Exercise instructions: Gather every line of the material below that contains the word "wing", and reproduce each one verbatim.

Records shown:
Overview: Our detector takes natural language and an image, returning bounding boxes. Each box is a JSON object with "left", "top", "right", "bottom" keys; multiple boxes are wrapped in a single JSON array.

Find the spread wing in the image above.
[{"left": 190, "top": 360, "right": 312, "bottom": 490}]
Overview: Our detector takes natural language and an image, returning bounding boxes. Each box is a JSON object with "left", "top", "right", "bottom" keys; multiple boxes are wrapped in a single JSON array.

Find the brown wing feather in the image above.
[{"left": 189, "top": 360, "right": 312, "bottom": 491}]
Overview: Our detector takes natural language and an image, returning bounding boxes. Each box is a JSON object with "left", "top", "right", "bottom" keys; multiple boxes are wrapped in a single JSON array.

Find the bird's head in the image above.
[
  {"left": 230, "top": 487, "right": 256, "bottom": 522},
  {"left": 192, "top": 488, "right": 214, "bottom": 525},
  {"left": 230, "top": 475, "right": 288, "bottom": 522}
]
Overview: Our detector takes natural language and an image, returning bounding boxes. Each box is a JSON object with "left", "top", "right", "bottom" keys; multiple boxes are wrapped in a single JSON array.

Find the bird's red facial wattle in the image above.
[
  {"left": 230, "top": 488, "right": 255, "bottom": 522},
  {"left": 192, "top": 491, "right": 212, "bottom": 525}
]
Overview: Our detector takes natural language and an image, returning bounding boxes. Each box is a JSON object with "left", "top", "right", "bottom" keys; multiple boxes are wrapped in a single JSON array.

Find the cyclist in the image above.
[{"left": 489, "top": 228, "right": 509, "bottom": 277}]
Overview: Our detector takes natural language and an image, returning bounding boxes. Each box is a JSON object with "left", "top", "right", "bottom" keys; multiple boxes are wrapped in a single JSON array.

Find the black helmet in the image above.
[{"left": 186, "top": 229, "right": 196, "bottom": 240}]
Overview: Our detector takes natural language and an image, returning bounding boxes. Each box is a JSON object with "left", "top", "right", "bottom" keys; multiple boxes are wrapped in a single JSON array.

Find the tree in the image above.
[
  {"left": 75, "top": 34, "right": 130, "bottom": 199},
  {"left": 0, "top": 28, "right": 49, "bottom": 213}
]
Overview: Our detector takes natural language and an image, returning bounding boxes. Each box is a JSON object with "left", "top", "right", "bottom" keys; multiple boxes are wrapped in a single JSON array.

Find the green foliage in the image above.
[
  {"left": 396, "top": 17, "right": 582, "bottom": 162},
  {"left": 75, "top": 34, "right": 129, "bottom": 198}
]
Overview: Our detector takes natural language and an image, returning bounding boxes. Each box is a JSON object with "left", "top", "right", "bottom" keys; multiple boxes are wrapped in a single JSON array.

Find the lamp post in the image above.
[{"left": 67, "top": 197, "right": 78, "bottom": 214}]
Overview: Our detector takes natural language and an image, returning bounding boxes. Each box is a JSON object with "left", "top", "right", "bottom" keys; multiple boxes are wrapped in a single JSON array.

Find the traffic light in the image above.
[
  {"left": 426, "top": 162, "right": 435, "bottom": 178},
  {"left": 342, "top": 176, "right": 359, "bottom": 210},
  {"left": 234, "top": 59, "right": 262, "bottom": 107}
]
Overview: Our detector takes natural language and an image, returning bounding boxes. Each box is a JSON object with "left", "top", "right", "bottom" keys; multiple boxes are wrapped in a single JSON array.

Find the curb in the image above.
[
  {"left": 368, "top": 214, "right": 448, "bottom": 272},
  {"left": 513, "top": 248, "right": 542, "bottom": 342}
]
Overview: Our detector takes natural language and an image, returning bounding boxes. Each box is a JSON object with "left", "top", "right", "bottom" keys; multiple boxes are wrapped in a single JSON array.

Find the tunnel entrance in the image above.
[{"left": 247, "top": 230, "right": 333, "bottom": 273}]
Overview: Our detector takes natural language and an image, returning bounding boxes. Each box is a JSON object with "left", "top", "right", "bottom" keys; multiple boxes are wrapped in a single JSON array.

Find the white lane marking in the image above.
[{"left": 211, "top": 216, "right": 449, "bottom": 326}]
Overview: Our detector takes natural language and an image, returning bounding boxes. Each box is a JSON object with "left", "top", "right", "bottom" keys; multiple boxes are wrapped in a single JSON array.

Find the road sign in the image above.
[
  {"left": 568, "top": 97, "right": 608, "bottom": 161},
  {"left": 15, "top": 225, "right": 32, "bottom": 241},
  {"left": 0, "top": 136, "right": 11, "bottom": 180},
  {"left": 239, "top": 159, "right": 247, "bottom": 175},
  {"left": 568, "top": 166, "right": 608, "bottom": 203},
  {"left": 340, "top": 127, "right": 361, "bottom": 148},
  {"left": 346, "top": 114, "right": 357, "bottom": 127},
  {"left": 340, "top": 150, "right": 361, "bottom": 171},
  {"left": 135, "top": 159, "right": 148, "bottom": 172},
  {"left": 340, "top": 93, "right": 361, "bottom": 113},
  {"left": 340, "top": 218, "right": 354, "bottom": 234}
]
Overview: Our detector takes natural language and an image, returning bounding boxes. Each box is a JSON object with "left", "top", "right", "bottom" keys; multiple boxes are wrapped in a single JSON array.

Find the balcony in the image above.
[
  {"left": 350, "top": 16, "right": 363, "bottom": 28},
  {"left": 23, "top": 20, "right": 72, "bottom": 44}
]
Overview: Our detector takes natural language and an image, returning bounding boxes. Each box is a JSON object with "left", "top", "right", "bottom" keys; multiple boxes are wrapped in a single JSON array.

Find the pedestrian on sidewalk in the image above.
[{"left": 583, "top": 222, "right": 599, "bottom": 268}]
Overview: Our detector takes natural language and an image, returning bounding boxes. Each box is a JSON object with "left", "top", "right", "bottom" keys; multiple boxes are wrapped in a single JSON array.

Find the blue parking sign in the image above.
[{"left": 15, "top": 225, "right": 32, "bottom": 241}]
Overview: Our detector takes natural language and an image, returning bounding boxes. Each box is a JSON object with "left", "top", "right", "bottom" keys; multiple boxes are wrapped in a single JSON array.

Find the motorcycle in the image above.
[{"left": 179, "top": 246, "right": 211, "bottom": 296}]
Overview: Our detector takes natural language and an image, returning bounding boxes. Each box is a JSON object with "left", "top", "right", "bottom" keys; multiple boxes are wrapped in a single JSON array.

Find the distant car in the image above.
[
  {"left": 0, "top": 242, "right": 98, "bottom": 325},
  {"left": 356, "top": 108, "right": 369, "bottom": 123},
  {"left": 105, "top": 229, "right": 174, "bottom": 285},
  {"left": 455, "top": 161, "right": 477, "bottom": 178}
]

Solution for this exercise:
Find the spread wing in the image above.
Find the brown wing feather in the image above.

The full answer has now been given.